Your task:
Among the entries below, find every line that contains the string "reed", then copy it.

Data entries

━━━━━━━━━━━━━━━━━━━━

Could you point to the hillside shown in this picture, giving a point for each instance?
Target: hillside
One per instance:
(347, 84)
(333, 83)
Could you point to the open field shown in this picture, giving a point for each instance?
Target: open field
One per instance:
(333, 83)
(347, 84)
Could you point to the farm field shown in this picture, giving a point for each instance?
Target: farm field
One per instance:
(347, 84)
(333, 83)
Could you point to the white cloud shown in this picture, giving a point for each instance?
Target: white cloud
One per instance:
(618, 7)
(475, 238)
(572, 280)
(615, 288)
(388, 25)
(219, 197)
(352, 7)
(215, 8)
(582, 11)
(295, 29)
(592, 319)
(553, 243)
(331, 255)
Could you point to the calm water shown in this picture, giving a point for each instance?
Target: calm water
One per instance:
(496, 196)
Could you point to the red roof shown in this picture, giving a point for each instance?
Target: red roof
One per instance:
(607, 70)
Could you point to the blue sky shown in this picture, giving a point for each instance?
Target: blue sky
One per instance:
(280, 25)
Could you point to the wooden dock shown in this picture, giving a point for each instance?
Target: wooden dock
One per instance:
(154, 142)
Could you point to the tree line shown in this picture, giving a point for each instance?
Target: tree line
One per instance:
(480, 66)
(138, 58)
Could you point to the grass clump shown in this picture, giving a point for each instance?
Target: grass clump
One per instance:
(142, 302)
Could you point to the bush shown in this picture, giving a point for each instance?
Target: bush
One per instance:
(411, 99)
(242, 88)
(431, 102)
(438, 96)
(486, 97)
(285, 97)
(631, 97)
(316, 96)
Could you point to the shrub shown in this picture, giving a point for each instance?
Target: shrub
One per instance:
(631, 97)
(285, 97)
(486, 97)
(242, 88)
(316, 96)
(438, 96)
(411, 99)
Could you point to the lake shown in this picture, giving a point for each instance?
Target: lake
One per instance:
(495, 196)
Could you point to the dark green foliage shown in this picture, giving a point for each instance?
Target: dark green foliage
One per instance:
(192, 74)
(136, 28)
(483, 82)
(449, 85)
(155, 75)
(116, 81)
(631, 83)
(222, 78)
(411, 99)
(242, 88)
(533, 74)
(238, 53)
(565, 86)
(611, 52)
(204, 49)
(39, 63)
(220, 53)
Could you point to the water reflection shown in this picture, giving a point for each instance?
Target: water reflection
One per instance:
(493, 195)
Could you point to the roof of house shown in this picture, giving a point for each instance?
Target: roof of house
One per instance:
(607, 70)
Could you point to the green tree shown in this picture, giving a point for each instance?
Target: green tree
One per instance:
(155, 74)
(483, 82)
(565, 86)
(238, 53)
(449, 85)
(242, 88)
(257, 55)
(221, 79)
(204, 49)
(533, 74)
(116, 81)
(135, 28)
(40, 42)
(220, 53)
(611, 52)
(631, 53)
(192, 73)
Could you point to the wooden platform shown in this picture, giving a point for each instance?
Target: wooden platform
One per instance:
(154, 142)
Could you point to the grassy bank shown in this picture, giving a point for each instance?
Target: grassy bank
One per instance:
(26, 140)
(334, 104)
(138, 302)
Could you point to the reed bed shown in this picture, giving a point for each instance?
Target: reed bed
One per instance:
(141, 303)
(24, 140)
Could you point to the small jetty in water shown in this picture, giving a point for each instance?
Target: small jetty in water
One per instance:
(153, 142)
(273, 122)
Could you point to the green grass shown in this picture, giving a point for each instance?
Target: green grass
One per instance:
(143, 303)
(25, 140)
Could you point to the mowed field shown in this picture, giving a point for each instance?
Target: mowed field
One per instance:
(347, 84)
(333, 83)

━━━━━━━━━━━━━━━━━━━━

Solution for this exercise:
Could you point to the reed bed shown in this picture, giving a point for each instance?
Target: reed bed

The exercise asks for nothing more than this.